> [SET EXERCISE A]
Reproduce every line of the records that follow the text, requests included, and multiply each bounding-box coordinate in the answers by 1.9, rounding to the nearest whole number with halves rounded up. Leave the numbers in the requests and their format samples unchanged.

> [PROVIDED PASSAGE]
This project is a clear successor to Bruges’ work with both sports analytics and manufacturing robots: in 2011 the studio created Game Show, an interactive LCD artwork tracking the in-play movements on basketball courts at the University of Oregon, using an overhead camera and optical flow technology to create heat maps. In 2017 Bruges’ team re-engineered robots from a Land Rover production line in Where Do We Go From Here?, a kinetic artwork using light and sound direction to transform Hull’s architecture into an immersive cityscape.
The Constant Gardeners represents a fusion of the studio’s interests. It uses mapping and image capture to create a new visual language from traditional human movements, while also drawing attention to the precision, dexterity and artistic capabilities of advanced robotics. “It’s like choreographing a dancer,” Bruges says. “Some movements are quite volumetric, some are planometric, some are axonometric, some take slices through space.”
By demonstrating technology’s versatility and responsiveness, the studio challenges perceptions around artificial intelligence and the automation of characteristically human processes: in this case, the creation of art.
“The studio challenges perceptions around artificial intelligence and the automation of the creation of art”
The hangar’s yellow safety doors match the upright sensor posts surrounding the gravel rectangle, which act as a trip mechanism stopping the robots when technicians traverse the bed. Slanted blue beams and olive-grey walls warm the project’s cool, almost surgical aesthetic, while the design feels more uniform than a typical Zen Garden, crevices and meandering paths replaced by geometric order. The robots’ movements seem at once inquisitive and autonomous, but also rigidly controlled.
The four arms are attached to rails which run along the gravel bed’s long edges, one of seven individual axes of movement which allows them to cover the whole surface area. To orient themselves in space and avoid collisions, each arm must push a small silver lever located on the bed’s outer border before moving, after which it can draw to an accuracy of half a millimetre. The four aluminium teeth (modelled on the individual spikes of zen garden rakes) are designed to create a specific angle of repose as they cut through the gravel, stopping excess material piling up on the trough banks or sliding into the cavity.
The team tested hundreds of different types of gravel before settling on a final material, and used 18 tonnes in total. The gravel presented its own set of aesthetic considerations, which included managing colouration when the stones are moved or wet. The studio is also currently running tests so that the arms can wipe clean their creations upon completion. “The whole idea is that the artwork creates its own artwork: it’s a self-contained process,” Wadey says. “It generates the illustrations, it wipes them out, it goes again, which gives an ephemerality to each. You’ll only ever see it once and then it will be gone.”
Bruges returns to the idea of a palimpsest, where an initial inscription is overwritten with the original still visible, an act of accumulation and constant revision. The team uses the term ‘illustration’ somewhat reluctantly, as it fails to capture what Bruges calls the “more performative and durational” aspects of the process. “We’re thinking about them as keyframes in an animation,” he says. “So there are moments in time where you’ll see a freeze frame of something in the gravel. You’ll be able to see little nuances or moments from that activity or discipline, but what we’re ending up with is a product of all those things layered”.
“The artwork creates its own artwork: it’s a self-contained process. It generates the illustrations, it wipes them out, it goes again…”

> [THE DATA]

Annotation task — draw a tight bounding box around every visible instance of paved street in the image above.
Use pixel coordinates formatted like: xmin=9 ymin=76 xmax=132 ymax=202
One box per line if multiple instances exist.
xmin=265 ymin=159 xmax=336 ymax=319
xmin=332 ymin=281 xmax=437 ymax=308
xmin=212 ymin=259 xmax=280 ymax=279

> [SET EXERCISE B]
According to the passage about The Constant Gardeners, how many tonnes of gravel did the team use in total?

> [CORRECT OUTPUT A]
Annotation task — draw a tight bounding box around every visible instance of paved street in the image above.
Use pixel coordinates formatted like: xmin=9 ymin=76 xmax=132 ymax=202
One box per line if multiple instances exist.
xmin=504 ymin=302 xmax=638 ymax=606
xmin=631 ymin=534 xmax=830 ymax=585
xmin=403 ymin=492 xmax=532 ymax=530

> [CORRECT OUTPUT B]
18 tonnes.